_Exercise aim:_ Please copy the material below word for word, leaving out the pictures.

_Materials provided:_
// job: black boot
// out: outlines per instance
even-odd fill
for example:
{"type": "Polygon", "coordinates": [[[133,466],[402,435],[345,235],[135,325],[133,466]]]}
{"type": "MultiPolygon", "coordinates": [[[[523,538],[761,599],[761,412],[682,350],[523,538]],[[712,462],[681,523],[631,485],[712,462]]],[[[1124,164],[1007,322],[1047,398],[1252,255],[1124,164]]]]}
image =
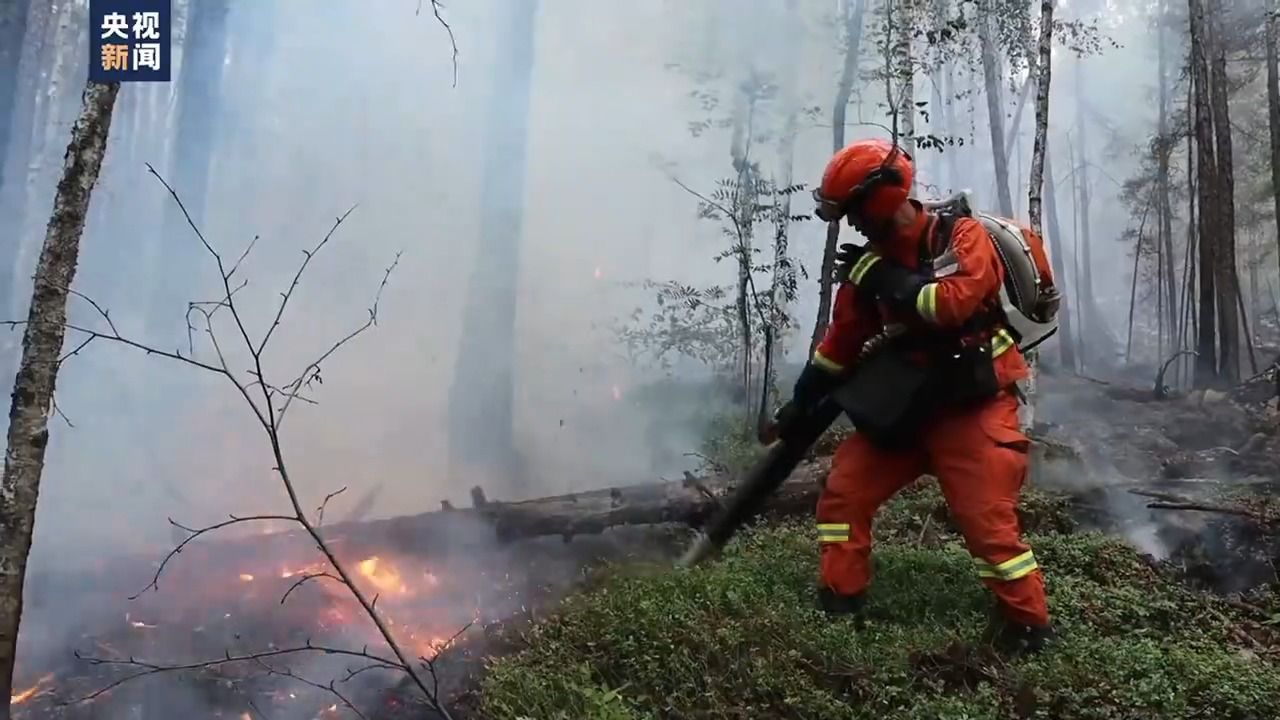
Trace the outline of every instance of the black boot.
{"type": "Polygon", "coordinates": [[[1047,647],[1057,637],[1052,625],[1023,625],[995,615],[983,641],[996,650],[1010,655],[1034,655],[1047,647]]]}
{"type": "Polygon", "coordinates": [[[827,615],[861,615],[865,605],[863,593],[841,594],[827,587],[818,588],[818,609],[827,615]]]}

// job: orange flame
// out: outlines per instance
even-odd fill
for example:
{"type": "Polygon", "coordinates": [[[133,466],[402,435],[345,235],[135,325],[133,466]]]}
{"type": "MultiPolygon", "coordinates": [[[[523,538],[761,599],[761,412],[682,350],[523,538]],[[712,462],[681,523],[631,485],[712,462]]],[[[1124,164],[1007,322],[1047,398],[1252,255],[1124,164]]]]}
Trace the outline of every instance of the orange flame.
{"type": "Polygon", "coordinates": [[[360,574],[381,593],[408,593],[408,585],[401,578],[399,570],[394,565],[384,562],[376,555],[360,561],[360,574]]]}
{"type": "Polygon", "coordinates": [[[52,673],[46,673],[38,680],[36,680],[35,685],[31,685],[29,688],[27,688],[24,691],[19,691],[17,693],[10,694],[9,696],[9,705],[22,705],[23,702],[27,702],[28,700],[31,700],[31,698],[33,698],[33,697],[36,697],[38,694],[44,694],[44,693],[49,692],[50,688],[46,688],[45,685],[50,680],[52,680],[52,679],[54,679],[54,674],[52,673]]]}

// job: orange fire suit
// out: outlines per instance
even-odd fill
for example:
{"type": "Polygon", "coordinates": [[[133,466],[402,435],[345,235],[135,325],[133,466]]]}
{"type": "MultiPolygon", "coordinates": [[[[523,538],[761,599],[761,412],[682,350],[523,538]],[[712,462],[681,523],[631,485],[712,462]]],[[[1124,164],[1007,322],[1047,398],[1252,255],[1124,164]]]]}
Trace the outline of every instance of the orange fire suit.
{"type": "MultiPolygon", "coordinates": [[[[997,301],[1004,266],[982,224],[972,218],[956,219],[946,265],[937,270],[919,268],[920,243],[937,249],[946,238],[936,237],[937,218],[919,204],[916,209],[911,227],[900,228],[888,242],[874,243],[841,282],[832,322],[813,357],[815,365],[842,372],[886,323],[902,323],[916,332],[959,328],[997,301]],[[858,277],[872,263],[886,259],[931,278],[916,296],[914,313],[879,305],[856,287],[858,277]]],[[[1015,512],[1030,443],[1019,429],[1019,401],[1012,387],[1028,375],[1028,366],[1002,327],[987,331],[980,341],[991,342],[1002,388],[996,397],[937,413],[906,450],[873,446],[858,433],[837,448],[818,498],[820,575],[836,593],[861,593],[870,582],[872,521],[877,510],[922,474],[932,473],[964,534],[978,577],[995,592],[1004,615],[1023,625],[1044,626],[1048,610],[1043,577],[1036,555],[1021,539],[1015,512]]]]}

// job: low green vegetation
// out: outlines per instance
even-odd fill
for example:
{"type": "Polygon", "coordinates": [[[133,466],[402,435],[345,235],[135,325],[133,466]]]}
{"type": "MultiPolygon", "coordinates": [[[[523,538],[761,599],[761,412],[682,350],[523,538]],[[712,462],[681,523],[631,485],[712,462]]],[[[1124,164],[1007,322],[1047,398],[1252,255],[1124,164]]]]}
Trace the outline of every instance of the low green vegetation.
{"type": "Polygon", "coordinates": [[[612,569],[493,662],[484,715],[1280,717],[1274,602],[1247,618],[1119,541],[1071,533],[1065,509],[1042,495],[1023,509],[1061,633],[1039,656],[1005,659],[979,642],[988,596],[922,484],[877,527],[864,626],[814,607],[808,523],[762,527],[704,568],[612,569]]]}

_Exercise answer:_
// job: black boot
// out: outlines per instance
even-odd fill
for example:
{"type": "Polygon", "coordinates": [[[133,466],[402,435],[345,235],[135,325],[133,466]]]}
{"type": "MultiPolygon", "coordinates": [[[[523,538],[761,599],[761,412],[682,350],[523,538]],[[712,462],[681,523],[631,485],[712,462]]],[[[1124,164],[1007,322],[1047,398],[1252,255],[1124,164]]]]}
image =
Trace the outline of every instance of the black boot.
{"type": "Polygon", "coordinates": [[[1047,647],[1057,637],[1052,625],[1023,625],[995,615],[983,641],[996,650],[1010,655],[1034,655],[1047,647]]]}
{"type": "Polygon", "coordinates": [[[827,615],[861,615],[865,605],[863,593],[841,594],[827,587],[818,588],[818,609],[827,615]]]}

// job: orange flame
// out: outlines per instance
even-odd fill
for example:
{"type": "Polygon", "coordinates": [[[133,466],[402,435],[345,235],[135,325],[133,466]]]}
{"type": "MultiPolygon", "coordinates": [[[[523,538],[761,599],[761,412],[682,350],[523,538]],[[712,462],[681,523],[631,485],[712,462]]],[[[1124,164],[1007,322],[1047,398],[1252,255],[1124,164]]]]}
Trace the outline of every instance of the orange flame.
{"type": "Polygon", "coordinates": [[[360,574],[381,593],[408,593],[408,585],[401,578],[399,570],[394,565],[384,562],[376,555],[360,561],[360,574]]]}
{"type": "Polygon", "coordinates": [[[52,673],[46,673],[38,680],[36,680],[35,685],[31,685],[29,688],[27,688],[24,691],[19,691],[17,693],[10,694],[9,696],[9,705],[22,705],[23,702],[27,702],[28,700],[31,700],[31,698],[33,698],[33,697],[36,697],[38,694],[44,694],[44,693],[49,692],[50,688],[46,688],[45,685],[50,680],[52,680],[52,679],[54,679],[54,674],[52,673]]]}

// job: orange fire suit
// out: outlines per instance
even-odd fill
for example:
{"type": "Polygon", "coordinates": [[[133,466],[402,435],[345,235],[135,325],[133,466]]]}
{"type": "MultiPolygon", "coordinates": [[[[523,538],[761,599],[761,412],[682,350],[523,538]],[[712,462],[681,523],[631,485],[712,462]]],[[[1124,164],[1007,322],[1047,398],[1252,255],[1124,164]]]]}
Trace the outline of every instance of the orange fire suit.
{"type": "MultiPolygon", "coordinates": [[[[997,301],[1004,266],[982,224],[972,218],[956,219],[946,265],[937,270],[919,268],[920,243],[937,249],[946,238],[936,237],[937,218],[919,204],[916,209],[911,227],[900,228],[888,242],[874,243],[841,282],[832,322],[813,357],[815,365],[842,372],[886,323],[902,323],[916,332],[959,328],[997,301]],[[858,277],[872,263],[886,259],[931,278],[916,296],[914,313],[879,305],[856,287],[858,277]]],[[[1015,512],[1030,443],[1019,429],[1019,401],[1012,387],[1028,375],[1028,366],[1002,327],[987,331],[980,341],[991,342],[1002,388],[996,397],[937,413],[906,450],[873,446],[858,433],[837,448],[818,498],[820,575],[836,593],[861,593],[870,582],[872,521],[877,510],[922,474],[932,473],[964,534],[978,577],[995,592],[1004,615],[1023,625],[1044,626],[1048,610],[1043,577],[1036,555],[1021,539],[1015,512]]]]}

// job: low green vegetation
// out: outlines per instance
even-odd fill
for example:
{"type": "Polygon", "coordinates": [[[133,466],[402,435],[345,235],[135,325],[133,466]]]}
{"type": "MultiPolygon", "coordinates": [[[[523,538],[761,599],[761,412],[682,350],[523,538]],[[712,462],[681,523],[631,485],[712,462]]],[[[1124,164],[1007,322],[1047,398],[1252,255],[1124,164]]]]}
Trace the outline of every instance of the low green vegetation.
{"type": "Polygon", "coordinates": [[[612,569],[493,662],[484,715],[1280,717],[1274,602],[1247,618],[1119,541],[1071,533],[1065,509],[1042,495],[1023,509],[1061,633],[1039,656],[1005,659],[979,642],[988,596],[922,484],[877,527],[864,626],[814,607],[808,523],[762,527],[704,568],[612,569]]]}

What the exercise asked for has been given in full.